• _Exercise data_:
━━━━━━━━━━━━━━━━━━━━━━━━━━━━━━

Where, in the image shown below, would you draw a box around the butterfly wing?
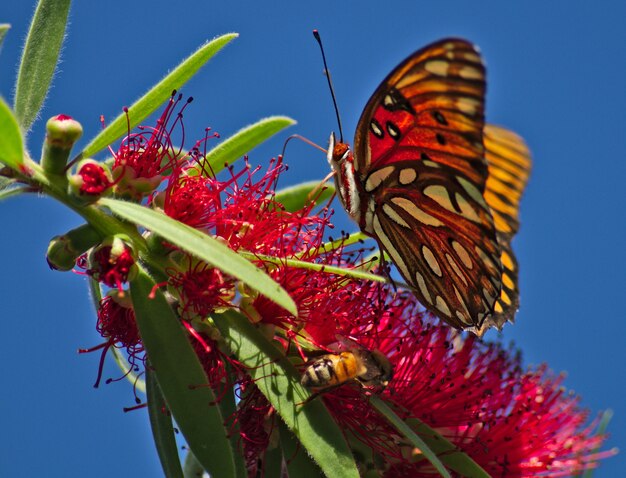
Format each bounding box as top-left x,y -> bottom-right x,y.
474,125 -> 532,332
352,39 -> 504,329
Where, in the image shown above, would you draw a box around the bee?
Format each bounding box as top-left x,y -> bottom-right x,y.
300,341 -> 393,391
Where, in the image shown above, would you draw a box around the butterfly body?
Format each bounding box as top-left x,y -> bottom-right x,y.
326,39 -> 531,334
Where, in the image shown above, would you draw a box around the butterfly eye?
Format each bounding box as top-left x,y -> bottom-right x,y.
332,142 -> 350,163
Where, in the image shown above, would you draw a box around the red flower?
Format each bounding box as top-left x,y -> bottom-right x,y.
79,293 -> 144,389
302,289 -> 615,477
167,258 -> 235,320
111,91 -> 193,198
73,160 -> 112,196
88,101 -> 613,475
78,237 -> 137,290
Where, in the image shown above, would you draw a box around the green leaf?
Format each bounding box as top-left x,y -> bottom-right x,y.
182,451 -> 205,478
0,24 -> 10,50
200,116 -> 295,175
371,396 -> 491,478
370,397 -> 451,478
79,34 -> 238,159
214,365 -> 247,478
239,251 -> 386,284
274,180 -> 334,213
279,421 -> 324,478
213,309 -> 360,478
14,0 -> 71,131
130,268 -> 236,478
100,198 -> 297,315
0,183 -> 26,202
147,367 -> 185,478
0,97 -> 24,169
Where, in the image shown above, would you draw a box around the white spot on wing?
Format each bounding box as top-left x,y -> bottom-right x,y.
452,241 -> 473,269
422,160 -> 441,168
446,253 -> 468,286
424,60 -> 449,76
475,246 -> 498,274
399,168 -> 417,185
457,176 -> 489,211
365,166 -> 394,192
372,215 -> 411,281
414,270 -> 432,304
370,120 -> 383,137
363,198 -> 376,235
424,185 -> 455,213
391,197 -> 444,227
382,204 -> 410,228
435,296 -> 451,317
456,98 -> 479,116
455,192 -> 480,223
422,245 -> 442,277
458,66 -> 482,80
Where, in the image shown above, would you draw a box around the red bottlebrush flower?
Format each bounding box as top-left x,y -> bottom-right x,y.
111,91 -> 193,198
302,289 -> 614,477
94,109 -> 611,475
78,237 -> 137,290
160,173 -> 222,230
167,258 -> 235,320
79,293 -> 144,388
96,294 -> 143,357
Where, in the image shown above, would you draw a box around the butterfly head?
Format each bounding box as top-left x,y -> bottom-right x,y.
327,132 -> 361,221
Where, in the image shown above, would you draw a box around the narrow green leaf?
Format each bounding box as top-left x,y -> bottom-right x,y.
274,180 -> 334,213
370,397 -> 451,478
372,397 -> 491,477
130,268 -> 235,478
14,0 -> 71,131
79,34 -> 237,159
200,116 -> 295,175
214,365 -> 247,478
0,97 -> 24,169
0,24 -> 10,50
299,230 -> 370,260
100,198 -> 297,315
147,367 -> 185,478
239,251 -> 386,283
213,309 -> 360,478
182,451 -> 205,478
0,185 -> 26,202
279,421 -> 324,478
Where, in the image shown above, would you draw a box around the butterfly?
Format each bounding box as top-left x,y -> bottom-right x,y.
326,38 -> 531,335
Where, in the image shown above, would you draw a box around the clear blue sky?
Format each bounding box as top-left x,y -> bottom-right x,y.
0,1 -> 624,476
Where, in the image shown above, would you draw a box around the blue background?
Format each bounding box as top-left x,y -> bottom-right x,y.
0,1 -> 624,476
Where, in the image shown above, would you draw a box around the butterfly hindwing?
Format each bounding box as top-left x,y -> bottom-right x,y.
475,125 -> 531,331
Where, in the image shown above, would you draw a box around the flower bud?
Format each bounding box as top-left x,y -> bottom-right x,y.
68,159 -> 113,202
85,235 -> 138,289
41,115 -> 83,175
46,224 -> 102,271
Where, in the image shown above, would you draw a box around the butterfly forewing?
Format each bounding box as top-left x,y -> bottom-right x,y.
352,39 -> 504,329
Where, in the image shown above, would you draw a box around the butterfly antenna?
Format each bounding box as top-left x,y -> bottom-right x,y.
313,29 -> 345,143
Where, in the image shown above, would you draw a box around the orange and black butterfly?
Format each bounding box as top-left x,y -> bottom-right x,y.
325,38 -> 531,335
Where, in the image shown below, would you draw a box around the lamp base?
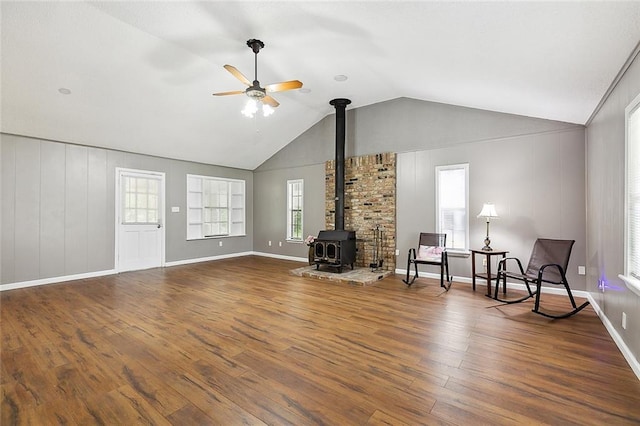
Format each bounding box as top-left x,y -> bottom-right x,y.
481,236 -> 492,251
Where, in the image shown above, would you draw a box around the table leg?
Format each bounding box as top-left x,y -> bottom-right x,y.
471,252 -> 476,291
501,253 -> 507,294
485,253 -> 492,296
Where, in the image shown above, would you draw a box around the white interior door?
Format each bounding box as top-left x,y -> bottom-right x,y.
116,169 -> 165,272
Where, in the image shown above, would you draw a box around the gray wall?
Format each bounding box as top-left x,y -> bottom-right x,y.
1,133 -> 253,285
254,164 -> 326,259
255,97 -> 587,289
397,129 -> 586,284
257,97 -> 580,171
586,50 -> 640,360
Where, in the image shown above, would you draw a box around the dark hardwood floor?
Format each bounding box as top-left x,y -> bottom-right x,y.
2,256 -> 640,425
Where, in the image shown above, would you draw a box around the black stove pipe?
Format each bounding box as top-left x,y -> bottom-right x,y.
329,98 -> 351,231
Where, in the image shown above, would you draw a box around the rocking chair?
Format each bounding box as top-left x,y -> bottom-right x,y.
493,238 -> 590,319
403,232 -> 452,290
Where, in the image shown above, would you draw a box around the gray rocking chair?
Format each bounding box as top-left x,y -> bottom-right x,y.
403,232 -> 452,290
494,238 -> 590,319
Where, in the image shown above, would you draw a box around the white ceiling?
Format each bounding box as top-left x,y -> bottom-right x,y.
2,1 -> 640,170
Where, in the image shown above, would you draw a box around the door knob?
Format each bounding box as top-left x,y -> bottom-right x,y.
157,224 -> 162,229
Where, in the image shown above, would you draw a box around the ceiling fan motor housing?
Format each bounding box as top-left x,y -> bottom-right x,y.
247,39 -> 264,54
246,85 -> 266,99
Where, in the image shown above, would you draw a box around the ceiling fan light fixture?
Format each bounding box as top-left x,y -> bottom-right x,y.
241,99 -> 258,118
241,99 -> 275,118
262,104 -> 275,117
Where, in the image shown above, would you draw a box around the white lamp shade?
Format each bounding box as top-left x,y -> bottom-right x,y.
477,203 -> 498,218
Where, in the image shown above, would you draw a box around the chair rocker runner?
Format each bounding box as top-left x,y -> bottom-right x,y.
403,232 -> 452,290
493,238 -> 590,319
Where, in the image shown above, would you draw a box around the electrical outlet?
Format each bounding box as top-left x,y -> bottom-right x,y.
623,312 -> 627,330
219,241 -> 223,247
279,241 -> 282,247
482,258 -> 487,266
395,249 -> 399,256
578,266 -> 586,275
268,241 -> 272,246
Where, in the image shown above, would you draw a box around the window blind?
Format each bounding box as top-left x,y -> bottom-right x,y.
628,102 -> 640,280
287,179 -> 304,241
435,164 -> 469,251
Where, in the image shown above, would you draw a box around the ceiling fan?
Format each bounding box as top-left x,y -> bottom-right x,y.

━━━━━━━━━━━━━━━━━━━━━━━━━━━━━━

• _Problem requirements_: Copy every line exactly, from the opening line of the entries down to the line holding "the butterfly eye?", and keep the pictures out.

• _Exercise response_:
Where, in the image shown below, would you draw a box around the butterfly wing?
Format each bounding box as top-left x,y -> bottom-right x,y.
474,125 -> 532,332
352,39 -> 504,329
Where, in the image shown above, would you draw a box around the bee?
Format each bounding box as top-left x,y -> bottom-right x,y.
300,341 -> 393,391
Where, in the image shown above, would you draw a box around the butterfly body?
Format each bounding box as top-left x,y -> bottom-right x,y.
326,39 -> 531,334
Where, in the image shown above, would you draw a box around the butterfly eye?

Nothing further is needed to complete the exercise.